## Begin Input

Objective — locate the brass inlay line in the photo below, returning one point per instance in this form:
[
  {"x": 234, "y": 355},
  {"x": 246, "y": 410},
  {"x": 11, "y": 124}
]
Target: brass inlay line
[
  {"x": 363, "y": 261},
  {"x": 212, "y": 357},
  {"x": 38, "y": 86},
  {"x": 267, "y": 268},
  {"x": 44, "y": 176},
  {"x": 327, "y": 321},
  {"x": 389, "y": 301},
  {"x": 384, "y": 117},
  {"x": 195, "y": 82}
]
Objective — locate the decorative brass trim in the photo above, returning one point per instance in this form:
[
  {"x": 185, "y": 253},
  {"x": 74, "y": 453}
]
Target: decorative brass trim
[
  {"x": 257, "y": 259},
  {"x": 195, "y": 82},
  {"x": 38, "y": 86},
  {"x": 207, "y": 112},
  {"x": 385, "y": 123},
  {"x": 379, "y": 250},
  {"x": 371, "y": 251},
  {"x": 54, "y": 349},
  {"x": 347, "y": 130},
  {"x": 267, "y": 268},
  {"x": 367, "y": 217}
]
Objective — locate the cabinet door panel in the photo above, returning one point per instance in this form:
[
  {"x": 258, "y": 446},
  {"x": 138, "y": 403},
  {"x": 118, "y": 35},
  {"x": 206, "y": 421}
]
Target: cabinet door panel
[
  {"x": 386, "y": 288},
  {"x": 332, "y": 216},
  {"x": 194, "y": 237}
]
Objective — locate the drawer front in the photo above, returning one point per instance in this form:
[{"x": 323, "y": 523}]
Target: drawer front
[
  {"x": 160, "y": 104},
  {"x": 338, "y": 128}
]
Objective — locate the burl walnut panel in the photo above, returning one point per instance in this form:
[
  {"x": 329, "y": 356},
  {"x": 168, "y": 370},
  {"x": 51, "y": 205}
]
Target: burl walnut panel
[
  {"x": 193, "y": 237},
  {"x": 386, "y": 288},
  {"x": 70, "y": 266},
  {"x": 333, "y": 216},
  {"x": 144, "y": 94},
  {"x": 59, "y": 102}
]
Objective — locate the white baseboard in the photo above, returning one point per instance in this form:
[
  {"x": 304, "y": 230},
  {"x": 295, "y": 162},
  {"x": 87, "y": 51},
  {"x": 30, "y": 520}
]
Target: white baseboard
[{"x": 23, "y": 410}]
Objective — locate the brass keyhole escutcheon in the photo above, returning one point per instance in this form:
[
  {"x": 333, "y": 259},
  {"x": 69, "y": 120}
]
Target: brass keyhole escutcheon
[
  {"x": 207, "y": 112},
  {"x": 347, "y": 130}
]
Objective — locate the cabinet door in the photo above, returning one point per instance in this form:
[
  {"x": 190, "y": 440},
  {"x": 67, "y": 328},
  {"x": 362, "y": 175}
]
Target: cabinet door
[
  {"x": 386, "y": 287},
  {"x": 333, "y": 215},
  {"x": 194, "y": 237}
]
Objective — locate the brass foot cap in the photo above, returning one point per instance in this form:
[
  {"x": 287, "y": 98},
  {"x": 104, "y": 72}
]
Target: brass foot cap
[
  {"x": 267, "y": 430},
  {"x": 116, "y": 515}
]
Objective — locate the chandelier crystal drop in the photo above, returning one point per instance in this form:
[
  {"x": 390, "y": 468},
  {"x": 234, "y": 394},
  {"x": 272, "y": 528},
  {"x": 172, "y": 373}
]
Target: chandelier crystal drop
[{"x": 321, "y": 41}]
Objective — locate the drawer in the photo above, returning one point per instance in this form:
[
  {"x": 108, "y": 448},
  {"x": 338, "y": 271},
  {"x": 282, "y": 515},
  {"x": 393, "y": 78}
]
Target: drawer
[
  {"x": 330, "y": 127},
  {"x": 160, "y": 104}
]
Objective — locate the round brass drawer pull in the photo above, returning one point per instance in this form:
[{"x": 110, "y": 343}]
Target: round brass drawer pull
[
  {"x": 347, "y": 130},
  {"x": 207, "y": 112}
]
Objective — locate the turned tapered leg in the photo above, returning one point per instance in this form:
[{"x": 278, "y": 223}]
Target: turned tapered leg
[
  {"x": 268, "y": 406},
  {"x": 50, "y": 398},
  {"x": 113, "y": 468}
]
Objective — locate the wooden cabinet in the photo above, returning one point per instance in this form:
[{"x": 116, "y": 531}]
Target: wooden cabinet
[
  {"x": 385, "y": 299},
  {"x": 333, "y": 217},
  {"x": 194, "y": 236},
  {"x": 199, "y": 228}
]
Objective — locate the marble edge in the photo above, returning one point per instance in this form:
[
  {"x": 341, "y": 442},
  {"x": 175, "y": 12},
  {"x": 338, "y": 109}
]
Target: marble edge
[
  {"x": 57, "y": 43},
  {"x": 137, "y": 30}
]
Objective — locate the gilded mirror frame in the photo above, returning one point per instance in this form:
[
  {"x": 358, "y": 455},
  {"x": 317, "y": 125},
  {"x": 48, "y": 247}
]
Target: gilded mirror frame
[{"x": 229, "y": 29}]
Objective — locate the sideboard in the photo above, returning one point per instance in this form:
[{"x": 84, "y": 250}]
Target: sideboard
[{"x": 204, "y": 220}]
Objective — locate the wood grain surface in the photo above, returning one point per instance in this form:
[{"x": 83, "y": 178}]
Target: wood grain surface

## End Input

> [Challenge] Copy all of the data. Keep every word exactly as it is.

> [Answer]
Objective — locate the brass inlay line in the photo below, returning one point per instance in this form:
[
  {"x": 234, "y": 355},
  {"x": 246, "y": 410},
  {"x": 11, "y": 124}
]
Target: brass inlay line
[
  {"x": 363, "y": 261},
  {"x": 212, "y": 357},
  {"x": 38, "y": 86},
  {"x": 267, "y": 268},
  {"x": 44, "y": 176},
  {"x": 327, "y": 321},
  {"x": 389, "y": 301},
  {"x": 384, "y": 117},
  {"x": 195, "y": 82}
]
Objective — locate the decorative brass trim in the photo above, returning one point per instance in this form:
[
  {"x": 185, "y": 253},
  {"x": 74, "y": 453}
]
Target: decorative brass trim
[
  {"x": 257, "y": 259},
  {"x": 195, "y": 82},
  {"x": 38, "y": 86},
  {"x": 207, "y": 112},
  {"x": 385, "y": 123},
  {"x": 379, "y": 250},
  {"x": 371, "y": 251},
  {"x": 54, "y": 349},
  {"x": 347, "y": 130},
  {"x": 267, "y": 268},
  {"x": 367, "y": 217}
]
Objective — locate the cabinet door panel in the photo above, returning one point per instance in this form:
[
  {"x": 258, "y": 446},
  {"x": 138, "y": 403},
  {"x": 118, "y": 35},
  {"x": 206, "y": 421}
]
Target: cabinet door panel
[
  {"x": 386, "y": 288},
  {"x": 332, "y": 216},
  {"x": 194, "y": 237}
]
Objective — locate the drawer front in the photo above, returning one point per instance in this form:
[{"x": 323, "y": 523}]
Target: drawer front
[
  {"x": 160, "y": 104},
  {"x": 338, "y": 128}
]
Objective — locate the burl walnut panel in the photo above, returning one point per instance in this form:
[
  {"x": 329, "y": 356},
  {"x": 168, "y": 370},
  {"x": 51, "y": 205}
]
Target: burl walnut panel
[
  {"x": 193, "y": 237},
  {"x": 386, "y": 288},
  {"x": 70, "y": 266},
  {"x": 333, "y": 216},
  {"x": 144, "y": 94},
  {"x": 59, "y": 102}
]
Objective — locate the white baseboard in the photo above, returning one point per instance in this form:
[
  {"x": 304, "y": 230},
  {"x": 295, "y": 162},
  {"x": 87, "y": 51},
  {"x": 30, "y": 520}
]
Target: white baseboard
[{"x": 23, "y": 410}]
Objective — locate the brass keyhole escutcheon in the photo above, returning one point per instance in this form:
[
  {"x": 333, "y": 259},
  {"x": 69, "y": 120}
]
Target: brass keyhole escutcheon
[
  {"x": 207, "y": 112},
  {"x": 347, "y": 130}
]
Objective — locate the cabinet door in the photo above, returning one point per instance in this form:
[
  {"x": 190, "y": 440},
  {"x": 67, "y": 328},
  {"x": 362, "y": 175}
]
Target: cabinet door
[
  {"x": 386, "y": 287},
  {"x": 333, "y": 215},
  {"x": 194, "y": 237}
]
Objective — locate the brass foot cap in the photo above, returning one point per instance in this form:
[
  {"x": 287, "y": 98},
  {"x": 104, "y": 72}
]
Target: brass foot cap
[
  {"x": 267, "y": 430},
  {"x": 116, "y": 515}
]
Objective — locate the chandelier crystal drop in the photo above, returning one point per instance in this form:
[
  {"x": 390, "y": 468},
  {"x": 234, "y": 394},
  {"x": 272, "y": 528},
  {"x": 172, "y": 373}
]
Target: chandelier crystal drop
[{"x": 321, "y": 41}]
Objective — locate the drawer in the photo above, returning one point per instance in this form:
[
  {"x": 108, "y": 448},
  {"x": 338, "y": 271},
  {"x": 282, "y": 515},
  {"x": 393, "y": 78}
]
Target: drawer
[
  {"x": 330, "y": 127},
  {"x": 160, "y": 104}
]
Objective — locate the round brass drawer pull in the photo above, returning one point per instance in this form:
[{"x": 110, "y": 343}]
Target: round brass drawer pull
[
  {"x": 347, "y": 130},
  {"x": 207, "y": 112}
]
Objective — locate the turned tapered leg in the photo above, returning one point per instance in this form:
[{"x": 278, "y": 223}]
Target: turned tapered leg
[
  {"x": 268, "y": 406},
  {"x": 50, "y": 398},
  {"x": 113, "y": 468}
]
Objective — locate the wooden cabinet in the photo above, returning one point per instance in this form:
[{"x": 116, "y": 531}]
Target: wooden cabinet
[
  {"x": 385, "y": 299},
  {"x": 333, "y": 217},
  {"x": 194, "y": 236},
  {"x": 199, "y": 228}
]
Objective — locate the marble edge in the photo above, returning one point per instance in this form:
[
  {"x": 341, "y": 442},
  {"x": 175, "y": 12},
  {"x": 338, "y": 109}
]
Target: marble edge
[
  {"x": 57, "y": 43},
  {"x": 137, "y": 30}
]
Objective — locate the gilded mirror frame in the photo above, returning one point per instance in this form:
[
  {"x": 358, "y": 455},
  {"x": 317, "y": 125},
  {"x": 48, "y": 247}
]
Target: gilded mirror frame
[{"x": 229, "y": 29}]
Objective — locate the sideboard in the photo above, returning one point per instance in this form:
[{"x": 84, "y": 250}]
Target: sideboard
[{"x": 204, "y": 220}]
Objective — locate the wood grain surface in the photo above, returning one point per instance in this form:
[{"x": 83, "y": 178}]
Target: wood grain surface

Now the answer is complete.